• **TASK TO CARRY OUT**: Present every line of the material as a Markdown table with the columns Row and Line, numbering the rows and leaving out blank lines.

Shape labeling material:
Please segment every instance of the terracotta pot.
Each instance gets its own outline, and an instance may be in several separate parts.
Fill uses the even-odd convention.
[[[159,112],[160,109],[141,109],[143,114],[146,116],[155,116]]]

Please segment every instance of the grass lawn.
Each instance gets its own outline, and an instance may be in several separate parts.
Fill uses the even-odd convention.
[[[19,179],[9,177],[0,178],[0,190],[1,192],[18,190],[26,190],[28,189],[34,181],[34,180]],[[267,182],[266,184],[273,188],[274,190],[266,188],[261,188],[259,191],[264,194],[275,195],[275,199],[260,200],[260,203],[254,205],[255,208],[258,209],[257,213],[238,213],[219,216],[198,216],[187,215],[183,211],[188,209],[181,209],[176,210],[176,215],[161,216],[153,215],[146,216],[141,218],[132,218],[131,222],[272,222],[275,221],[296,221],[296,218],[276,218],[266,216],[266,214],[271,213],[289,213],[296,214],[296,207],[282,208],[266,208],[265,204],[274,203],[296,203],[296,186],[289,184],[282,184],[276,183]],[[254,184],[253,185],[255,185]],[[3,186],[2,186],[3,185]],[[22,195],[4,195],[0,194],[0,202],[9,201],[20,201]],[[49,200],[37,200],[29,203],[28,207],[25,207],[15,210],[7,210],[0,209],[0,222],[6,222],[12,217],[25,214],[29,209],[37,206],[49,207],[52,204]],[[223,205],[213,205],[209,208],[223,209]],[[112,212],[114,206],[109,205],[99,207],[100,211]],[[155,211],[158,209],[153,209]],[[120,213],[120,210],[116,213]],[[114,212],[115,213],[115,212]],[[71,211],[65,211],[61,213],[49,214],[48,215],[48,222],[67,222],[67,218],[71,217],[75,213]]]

• **OUTPUT BELOW**:
| Row | Line |
|---|---|
| 1 | Please segment every instance of the terracotta pot. |
| 2 | Each instance gets its own outline, and an instance may be in several separate parts. |
| 3 | Fill uses the even-odd convention. |
| 4 | [[[159,112],[160,109],[141,109],[143,114],[146,116],[155,116]]] |
| 5 | Please segment every instance of the grass lawn. |
| 6 | Each instance gets its own outline, and an instance may be in several separate parts. |
| 7 | Fill uses the even-odd convention. |
| 8 | [[[19,179],[9,177],[0,178],[0,190],[1,192],[18,190],[26,190],[28,189],[34,181],[34,180]],[[267,182],[266,184],[273,188],[274,190],[266,188],[261,188],[259,191],[264,194],[275,195],[275,199],[260,200],[260,203],[254,205],[255,208],[258,209],[257,213],[238,213],[219,216],[198,216],[187,215],[183,211],[188,209],[181,209],[176,210],[176,215],[161,216],[153,215],[146,216],[141,218],[132,218],[131,222],[272,222],[275,221],[296,221],[296,218],[276,218],[266,216],[266,214],[271,213],[289,213],[296,214],[296,207],[282,208],[266,208],[265,204],[274,203],[296,203],[296,186],[289,184],[282,184],[276,183]],[[254,184],[253,185],[255,185]],[[3,186],[2,186],[3,185]],[[22,195],[4,195],[0,194],[0,202],[9,201],[20,201]],[[49,200],[37,200],[29,203],[28,207],[25,207],[15,210],[7,210],[0,209],[0,222],[6,222],[12,217],[25,214],[29,209],[37,206],[49,207],[52,204]],[[223,205],[213,205],[209,208],[223,209]],[[112,212],[114,206],[109,205],[99,207],[100,211]],[[155,211],[158,209],[153,209]],[[120,213],[120,210],[116,213]],[[114,212],[115,213],[115,212]],[[71,211],[65,211],[61,213],[49,214],[48,215],[48,222],[67,222],[67,218],[71,217],[75,213]]] |